Rows from a pointing dataset =>
--------------------------------------------------
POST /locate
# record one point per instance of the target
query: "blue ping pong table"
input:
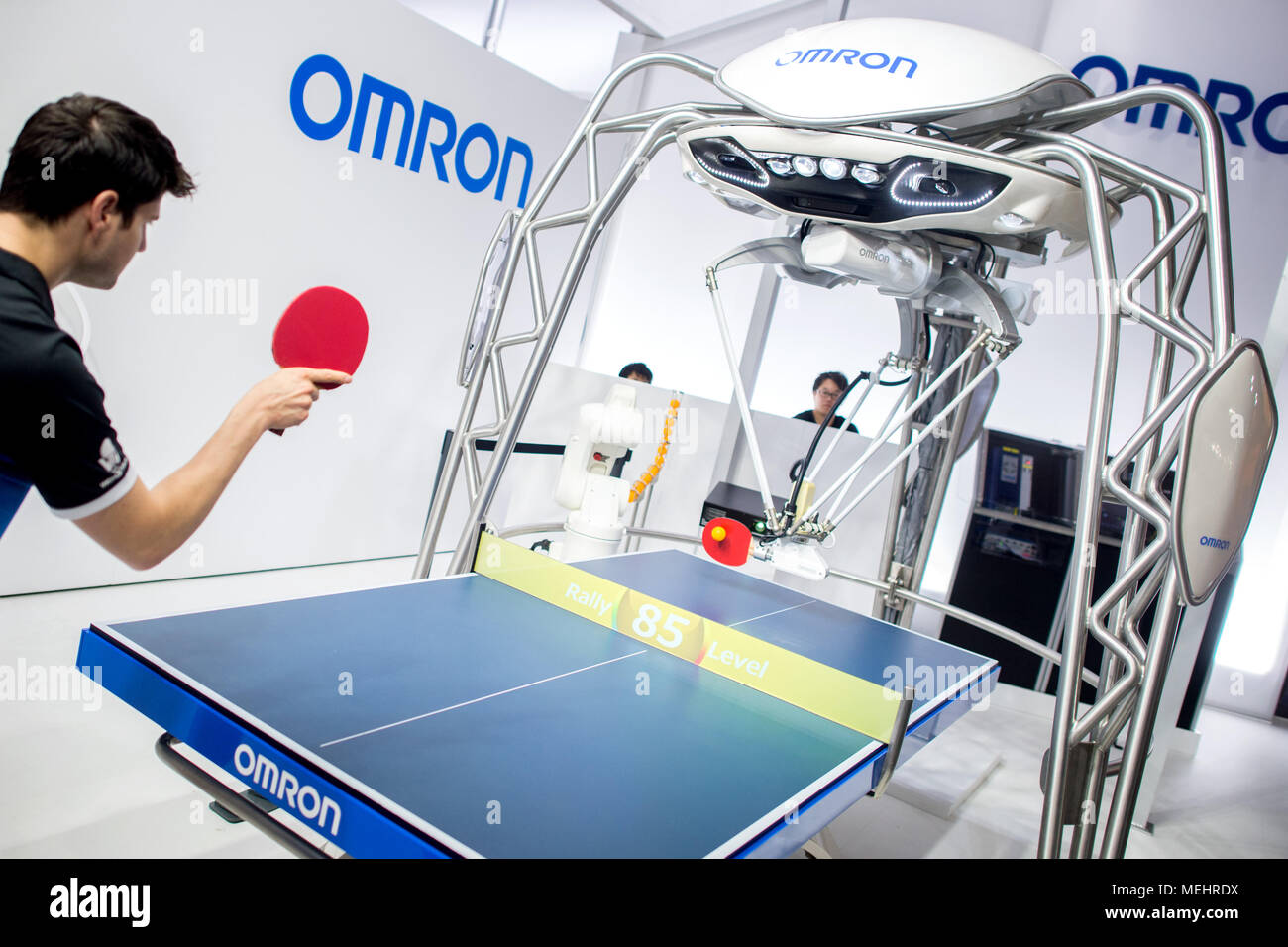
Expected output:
--------------------------------------------------
Work to complete => Reproduce every line of the rows above without any changes, and leave out the pictures.

Exercise output =>
POST /locate
# record one point per instance of the target
query: "blue ping pong table"
input:
Expected output:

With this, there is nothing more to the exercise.